Document text:
In 1876 the demarcation line was moved to the 100th meridian, which made the town on the north bank of the "Are-Kansas" River, the new “Queen of the cattle towns”, the ‘Wickedest Little City in America’, "The Beautiful, Bibulous Babylon of the Frontier", Dodge City, Kansas.
Like the other ten to fifteen cowboys in his crew, George Hoyt had just ended two months of hard, dusty, dangerous and monotonous work. He now had $80 cash money burning a hole in his pocket. And it was the business of the merchants of Dodge City to separate George from as much of that cash as possible before he left town. In essence Dodge City was a tourist trap, dependent for its yearly livelihood on the May through August ‘Texas trade’.
The little town of less than 1,000 year-round citizens could boast, during the season - June to September - 16 saloons. And south of the “deadline” (Front Street, which bordered the tracks of the Atchison, Topeka & Santa Fe railroad) it was worse. On the wrong side of the tracks there were assorted brothels and dance halls where “anything goes”.
All the bars served the latest mixed drinks and ice cold beer, and enticed customers with a piano player or, in the case of the Long Branch saloon, a five-piece orchestra. There was the cavernous Ben Springer’s Theatre. The even larger, The Lady Gray Comique” (com-ee-cue), at the corner of Front and Bridge Street (modern day 2nd Avenue), was divided between a bar and gambling parlor in front and a variety theatre in the back.
In July of 1878 the Comique featured an entire vaudeville show headlined by “…that unequalled and splendidly matched team of Eddie Foy and Jimmie Thompson.”  Eddie Foy had been dancing and clowning in Chicago bars to feed his family since he was six.   He was now 22, and this was his second swing through the western circuit, telling such local jokes as “What's the difference between a cow boy and a tumble bug (a dung beetle)? One rounds up to cut, and the other cuts to round up”:  Hilarious.  Eddie had an appealing V-shaped grin, and a comic lisp, which he offered each night in a solo rendition of the plaintive homesick poem, “Kalamazoo in Michigan” 
At about 3 A.M. on Friday, 26 July, 1878, while Eddie was just beginning his reading, George Hoyt and several of his friends were just leaving the Comique. Loaded with drink and unloaded of their money, they saddled their horses at a nearby stable, and then buckled on their gun belts. While no one was allowed to wear guns while in town, most check their weapons where they checked their horses. George and this friends then mounted up, and headed back to their camp, out of town.  As they rode up Bridge Street on their way back to camp, they passed the Comique. And for some reason George suddenly wheeled his horse and returned to the side of the theatre.
George pulled his six shooter and banged out three quick shots into the side of the building
According to Eddie Foy, who was onstage,  “Everyone dropped to the floor at once, according to custom.”  Among the crowd of 150 gamblers and poetry aficionados in attendance was lawman Bat Masterson and gambler Doc Holiday, both of whom, according to Eddie, beat him to the floor. “I thought I was pretty agile myself, but these fellows had me beaten by seconds at that trick.” The Dodge City Globe agreed. “A general scamper was made by the crowd, some getting under the stage others running out the front door and behind the bar; in the language of the bard, “such a gittin up the stairs was never seed”. Observed Bat Masterson, “Foy evidently thought the cowboy was after him, for he did not tarry long in the line of fire”.

Source excerpt:
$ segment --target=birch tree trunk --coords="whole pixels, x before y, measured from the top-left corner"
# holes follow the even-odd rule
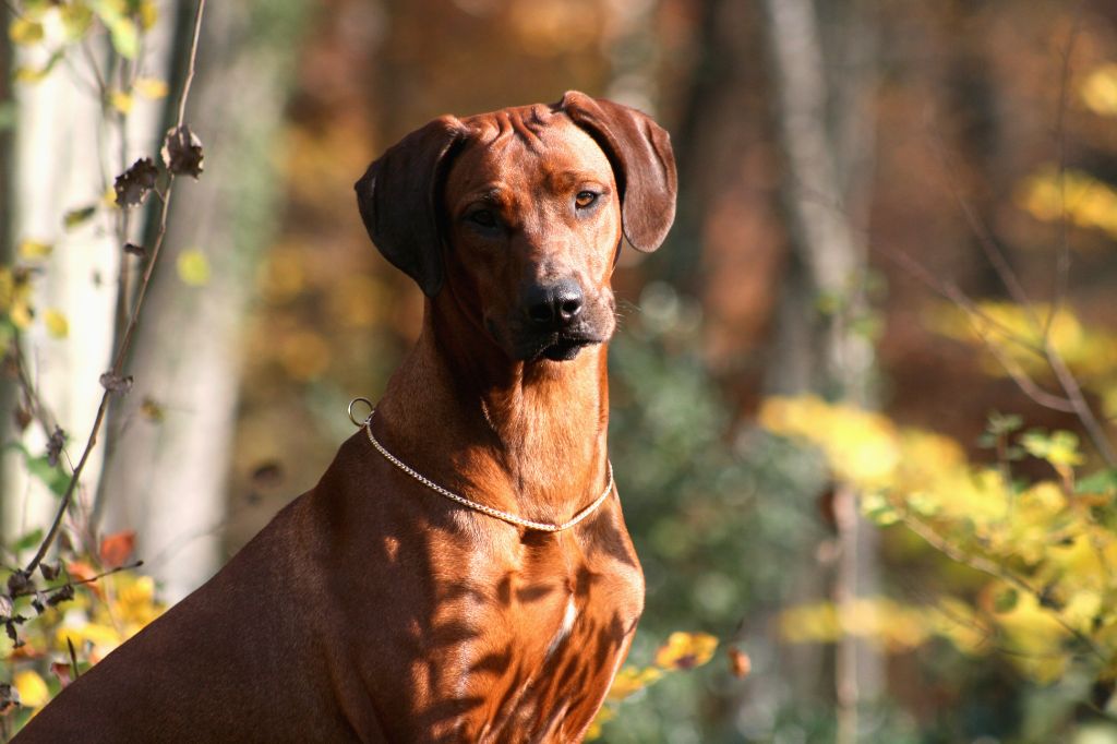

Instructions:
(a) Condense the paragraph of the Dodge City passage that begins "The little town of less than 1,000 year-round citizens" into a shorter version that keeps its main facts.
(b) From the Dodge City passage, print the part that opens with the words containing "The little town" and closes with "in the back.".

Task results:
(a) During the June-to-September season, Dodge City had 16 saloons, though it had fewer than 1,000 year-round residents. Conditions were worse south of the "deadline," Front Street, which bordered the Atchison, Topeka & Santa Fe railroad tracks. There, on the wrong side of the tracks, were brothels and dance halls where "anything goes."

(b)
The little town of less than 1,000 year-round citizens could boast, during the season - June to September - 16 saloons. And south of the “deadline” (Front Street, which bordered the tracks of the Atchison, Topeka & Santa Fe railroad) it was worse. On the wrong side of the tracks there were assorted brothels and dance halls where “anything goes”.
All the bars served the latest mixed drinks and ice cold beer, and enticed customers with a piano player or, in the case of the Long Branch saloon, a five-piece orchestra. There was the cavernous Ben Springer’s Theatre. The even larger, The Lady Gray Comique” (com-ee-cue), at the corner of Front and Bridge Street (modern day 2nd Avenue), was divided between a bar and gambling parlor in front and a variety theatre in the back.